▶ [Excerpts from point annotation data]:
******************************

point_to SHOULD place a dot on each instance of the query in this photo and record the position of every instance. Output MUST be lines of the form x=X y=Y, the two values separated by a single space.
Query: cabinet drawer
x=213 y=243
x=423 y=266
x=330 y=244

******************************

▶ [Goal]: Set out every line of the data above as a numbered list, skipping any blank lines.

▶ [Result for this exercise]:
1. point_to SHOULD place a dot on each instance of the query in this photo and record the position of every instance. Output MUST be lines of the form x=X y=Y, the two values separated by a single space.
2. Query: cabinet drawer
3. x=213 y=243
4. x=423 y=266
5. x=330 y=244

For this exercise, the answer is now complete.